▶ **Set exercise**:
Give every entry again, unchanged, and leave its images out.

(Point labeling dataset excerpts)
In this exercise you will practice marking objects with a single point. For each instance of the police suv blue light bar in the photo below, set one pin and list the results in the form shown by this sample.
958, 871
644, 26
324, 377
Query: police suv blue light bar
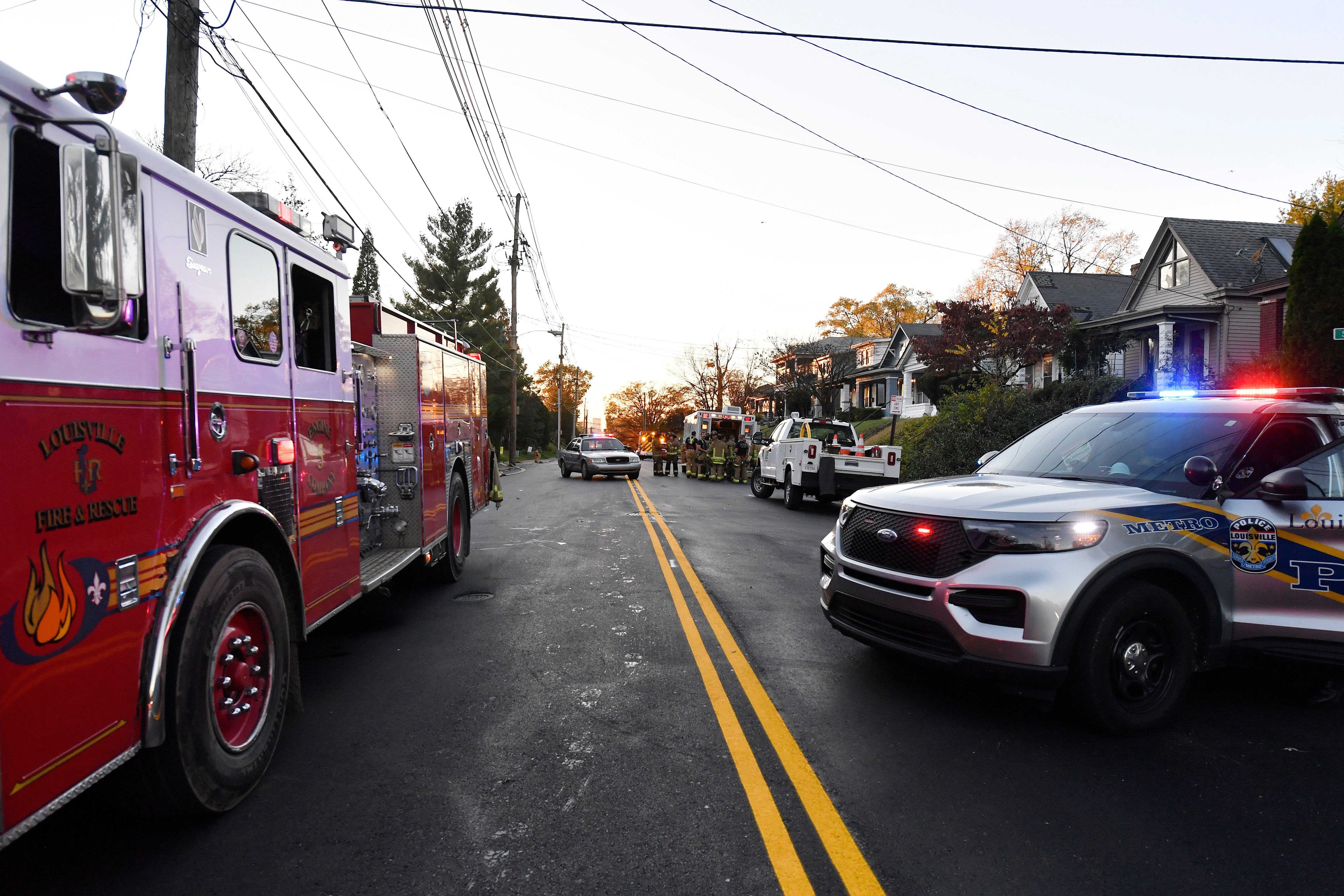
1308, 393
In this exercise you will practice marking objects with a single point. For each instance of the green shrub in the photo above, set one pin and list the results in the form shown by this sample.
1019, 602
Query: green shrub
988, 420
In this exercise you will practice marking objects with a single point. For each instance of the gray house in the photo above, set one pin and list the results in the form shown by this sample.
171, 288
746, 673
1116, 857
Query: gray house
1207, 295
1089, 296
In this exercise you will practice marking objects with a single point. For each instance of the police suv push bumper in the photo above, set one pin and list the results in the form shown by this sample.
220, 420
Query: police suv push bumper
1002, 616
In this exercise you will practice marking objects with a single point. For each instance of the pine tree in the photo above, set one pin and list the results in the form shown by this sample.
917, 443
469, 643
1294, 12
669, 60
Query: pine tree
1315, 307
456, 281
366, 275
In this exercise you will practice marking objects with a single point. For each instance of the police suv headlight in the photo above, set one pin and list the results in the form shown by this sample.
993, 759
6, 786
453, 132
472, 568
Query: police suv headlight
1033, 538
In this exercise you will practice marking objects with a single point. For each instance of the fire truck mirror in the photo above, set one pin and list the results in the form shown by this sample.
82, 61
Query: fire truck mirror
95, 234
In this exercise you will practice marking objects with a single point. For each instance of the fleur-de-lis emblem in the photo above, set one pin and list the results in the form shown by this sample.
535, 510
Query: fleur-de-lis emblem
97, 590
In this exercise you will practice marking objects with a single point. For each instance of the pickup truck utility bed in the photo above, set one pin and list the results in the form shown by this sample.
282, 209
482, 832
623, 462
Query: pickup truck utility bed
823, 459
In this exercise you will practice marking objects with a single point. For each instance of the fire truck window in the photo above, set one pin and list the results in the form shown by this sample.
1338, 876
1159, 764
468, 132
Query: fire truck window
35, 292
255, 300
315, 324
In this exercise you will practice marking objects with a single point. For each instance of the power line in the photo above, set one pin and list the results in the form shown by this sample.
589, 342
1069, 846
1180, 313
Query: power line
660, 174
379, 104
1021, 124
849, 38
330, 130
677, 115
243, 74
776, 112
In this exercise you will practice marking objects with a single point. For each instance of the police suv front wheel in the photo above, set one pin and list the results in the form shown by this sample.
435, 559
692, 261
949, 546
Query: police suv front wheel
1134, 660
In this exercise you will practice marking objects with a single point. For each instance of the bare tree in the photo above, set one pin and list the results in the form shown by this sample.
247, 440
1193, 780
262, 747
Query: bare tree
707, 374
222, 168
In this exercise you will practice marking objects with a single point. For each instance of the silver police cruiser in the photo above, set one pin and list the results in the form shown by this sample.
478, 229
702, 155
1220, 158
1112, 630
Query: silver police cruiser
1117, 549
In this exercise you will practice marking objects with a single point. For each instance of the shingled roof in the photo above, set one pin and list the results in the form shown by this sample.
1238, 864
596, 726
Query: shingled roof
1100, 295
1225, 249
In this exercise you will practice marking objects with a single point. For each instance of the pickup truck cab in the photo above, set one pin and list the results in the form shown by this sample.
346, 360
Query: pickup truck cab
1117, 550
823, 459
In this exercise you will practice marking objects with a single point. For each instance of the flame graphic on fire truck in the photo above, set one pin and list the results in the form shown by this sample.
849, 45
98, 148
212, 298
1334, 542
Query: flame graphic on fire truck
52, 604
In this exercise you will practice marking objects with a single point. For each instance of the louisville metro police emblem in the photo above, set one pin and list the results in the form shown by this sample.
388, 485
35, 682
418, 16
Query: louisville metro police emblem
1254, 545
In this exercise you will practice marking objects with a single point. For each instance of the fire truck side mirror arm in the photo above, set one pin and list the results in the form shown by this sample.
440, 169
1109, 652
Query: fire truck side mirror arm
101, 233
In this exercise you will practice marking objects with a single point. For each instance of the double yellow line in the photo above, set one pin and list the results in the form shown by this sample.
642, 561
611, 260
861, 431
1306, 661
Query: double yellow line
835, 836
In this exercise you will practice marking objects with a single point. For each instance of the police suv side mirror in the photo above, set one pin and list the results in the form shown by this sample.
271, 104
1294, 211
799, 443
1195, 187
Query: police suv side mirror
1288, 484
1201, 471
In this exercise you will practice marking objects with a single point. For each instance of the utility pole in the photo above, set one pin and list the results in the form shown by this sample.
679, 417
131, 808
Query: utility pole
718, 378
513, 343
182, 83
560, 394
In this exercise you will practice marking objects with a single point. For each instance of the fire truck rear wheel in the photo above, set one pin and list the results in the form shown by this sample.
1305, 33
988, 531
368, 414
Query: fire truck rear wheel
230, 653
459, 535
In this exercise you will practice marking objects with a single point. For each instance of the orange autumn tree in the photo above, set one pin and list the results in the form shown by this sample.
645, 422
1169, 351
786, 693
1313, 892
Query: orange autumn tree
1069, 242
880, 316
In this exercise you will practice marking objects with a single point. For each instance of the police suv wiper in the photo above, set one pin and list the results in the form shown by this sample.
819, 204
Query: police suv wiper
1080, 479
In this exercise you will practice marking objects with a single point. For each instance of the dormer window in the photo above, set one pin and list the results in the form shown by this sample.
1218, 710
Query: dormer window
1175, 271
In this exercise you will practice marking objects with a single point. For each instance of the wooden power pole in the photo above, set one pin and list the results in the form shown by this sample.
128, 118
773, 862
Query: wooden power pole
560, 394
513, 343
182, 83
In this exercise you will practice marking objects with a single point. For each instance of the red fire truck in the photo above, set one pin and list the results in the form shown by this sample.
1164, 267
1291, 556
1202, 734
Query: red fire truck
216, 452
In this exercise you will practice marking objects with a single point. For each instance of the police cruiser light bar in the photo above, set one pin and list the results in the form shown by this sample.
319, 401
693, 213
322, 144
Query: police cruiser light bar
1310, 393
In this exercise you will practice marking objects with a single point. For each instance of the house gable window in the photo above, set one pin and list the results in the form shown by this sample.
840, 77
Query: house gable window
1175, 269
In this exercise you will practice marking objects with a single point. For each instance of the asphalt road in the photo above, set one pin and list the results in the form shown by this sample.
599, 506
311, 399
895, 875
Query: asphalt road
557, 737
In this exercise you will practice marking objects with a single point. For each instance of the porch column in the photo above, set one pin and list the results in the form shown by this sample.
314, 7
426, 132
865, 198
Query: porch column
1166, 343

▶ **Answer in full**:
In this exercise you will practice marking objects with a single point. For each instance of the police suv blue light bar in the photo below, set one pin and list the results in the form shown by this sample.
958, 871
644, 26
324, 377
Query: police suv blue light bar
1308, 393
In this exercise you will practice marking objects with a single point. For each instance of the green shrub in the photo above, set one pin and list the results in the form shown by this sample.
1019, 602
Query: green shrub
988, 420
In this exercise you will practice marking objects with a single point. For each instance of the gray house in the photo above, set one pin and list the results in the form shown by this sample.
171, 288
746, 673
1116, 857
Query: gray house
1207, 295
1089, 296
In this exercise you will practice marking objects with a single point. For each instance of the police suv push bumper in the photo above, set one pin and list the results in the form shown by this sample.
220, 420
Query: police suv push bumper
1002, 616
In this exercise you will practice marking objects with a single point. For each instance of the pine tree in the photo above, set one pin and list the results in the form shown by this sample.
917, 443
469, 643
1294, 12
669, 60
Query: pine tree
1315, 307
456, 281
366, 275
In this exercise you will practice marking objects with a single point. For each instance of the police suv headlight in the photo above, set one pin and list the results in the form shown by this sample.
993, 759
6, 786
453, 132
472, 568
Query: police suv headlight
1033, 538
In this exercise you will practice marking objects with a single point. For each instance of the fire truck mirror in the photo above, set one pin and list the results in the form shown by this sample.
82, 61
Query: fire truck mirror
95, 234
In this exercise you will practice marking objects with a single point. For each instance of the fleur-de-lis emblem in the photo above, set one pin and list the results in the form shown by this sample.
535, 510
Query: fleur-de-lis emblem
97, 590
In this exercise you will practice marking objects with a single point. For each instance of the pickup truck utility bed in the photo above, set one pin and list the results in the form shown by this sample.
282, 209
482, 832
623, 462
Query: pickup truck utility bed
823, 459
In this exercise you will practice marking objects with a single point. For each instance of the fire truck window in the photo above, set one pin and list the results in the form shown by this sample.
1338, 876
1159, 764
468, 132
Query: fire truck window
35, 292
255, 300
315, 324
In this exercise you will practice marking objects with a single point. For each instance of the power line in the photo above, set one pin and list the results in the form shown by this sample.
589, 342
1069, 846
1180, 313
Query: power line
660, 174
379, 104
1021, 124
849, 38
330, 130
677, 115
243, 74
776, 112
In this exercise you will practice marking objects with a single point. For each instance of the police suv front wheel in the photo above, set one pin and list the results in the form shown by this sample.
435, 559
692, 261
949, 546
Query: police suv front wheel
1134, 660
In this exercise you will practice marking objects with a single point. For each instance of the bare tree in the photo above, set one pin and list the results in the form shown by this sample.
247, 440
1193, 780
262, 747
Query: bare tree
707, 374
222, 168
In this exercise you will practice marking objects with a single point. For each instance of the silver police cruiser in the photo above, set one pin and list the results in the form shown by this sample.
478, 229
702, 155
1220, 158
1112, 630
Query: silver police cruiser
1117, 549
In this exercise you will practice marking objects with a single point. For each instance of the shingled roof in the photo above, set one pin and list the results in the form shown by this sample.
1238, 864
596, 726
Query: shingled roof
1100, 295
1225, 249
In this exercise you will practice marking objects with a single point. For each instance of the pickup truck cab in the photo above, set one pin and list the results in the form shown by this sample.
346, 360
Query: pickup truck cab
1117, 550
823, 459
In this exercise you will practice marking objects with a single point. For each instance of the flame graphic on fire truck in the photo above, set one pin and list the results in the form shown by this sample.
849, 45
98, 148
212, 298
1334, 542
Query: flame graphic on fire truck
52, 604
In this exercise you will practice marking objects with a single point. For each instance of the louisville metro police emblem in the photo above, set one pin and list the results in the form shown by this sample.
388, 485
35, 682
418, 16
Query: louisville metro police emblem
1254, 545
In this exercise you will practice marking objects with a single point. For each instance of the fire truck side mirror arm in the photo above, set one pin and list the results in the form shown by this sample.
440, 169
1109, 652
Query: fire truck side mirror arm
101, 233
In this exercise you will practice marking objects with a single point. For each instance of the double yellow line in the photo above, set one pin and list the results in the form shown by this sample.
642, 561
611, 260
861, 431
1306, 661
Query: double yellow line
835, 836
In this exercise you will practice marking objects with a single point. For each instance of the police suv side mirror in the photo above, set one pin and list the results in the form shown by this sample.
271, 104
1294, 211
799, 443
1195, 187
Query: police suv side mirror
1288, 484
1201, 471
In this exercise you will practice marking objects with a single point. For each instance of the utility pole in the photo above, set one pin and list the results in the form shown by this sample.
679, 417
131, 808
Query: utility pole
718, 378
513, 343
182, 83
560, 394
In this exercise you will practice marking objects with a single point. For each instance of the fire truck rear wheel in the photo above, set one pin and list the results in the form shown by this sample.
1305, 33
988, 531
368, 414
Query: fire truck rear wheel
230, 653
459, 535
In this exercise you will practice marking objects with a single point. For each instance of the orange autumn tree in the photo above, set one pin and list the results in the form shown by this sample.
645, 422
1169, 351
786, 693
1313, 892
Query: orange autumn tree
1069, 242
880, 316
In this exercise you will practice marking objects with a single point. For each instance of the police suv wiper in the photo above, set one pin and list the results in the form shown by this sample.
819, 204
Query: police suv wiper
1080, 479
In this exercise you will practice marking objects with a single point. For each instance of the dormer window in the photo above, set one pin and list the results in the form shown by this sample.
1218, 710
Query: dormer window
1175, 271
In this exercise you will practice marking objects with a single point. For each instance of the wooden power pole in the photo above, set one pin and list the results in the form shown by this sample.
128, 118
773, 862
Query: wooden power pole
560, 394
513, 343
182, 83
In this exercise you will practice marking objects with a single point. For each instance of the red fire truck in the photo above, set one pin and list the results in the form shown by this sample.
1164, 267
1291, 556
1202, 734
Query: red fire truck
216, 452
In this exercise you will practice marking objects with a single point. For each instance of the police cruiser light bar in the photo above, set one pin and list the results in the form shown by this sample.
319, 401
693, 213
322, 144
Query: police cruiser light bar
1310, 393
In this exercise you will practice marking objects with a single point. For each instance of the house gable window in the photo above, set one pin and list the results in the form shown by this sample.
840, 77
Query: house gable window
1175, 269
In this exercise you will practice marking objects with a single point. For each instance of the asphalt road in the photo above, set one pin and list the results in the form shown by this sample.
599, 506
311, 399
895, 875
Query: asphalt road
557, 737
In this exercise you will practice marking objects with a single point. For each instance of the porch column in the photo above, set one pin and list the results in the form shown by this sample.
314, 7
426, 132
865, 198
Query: porch column
1166, 343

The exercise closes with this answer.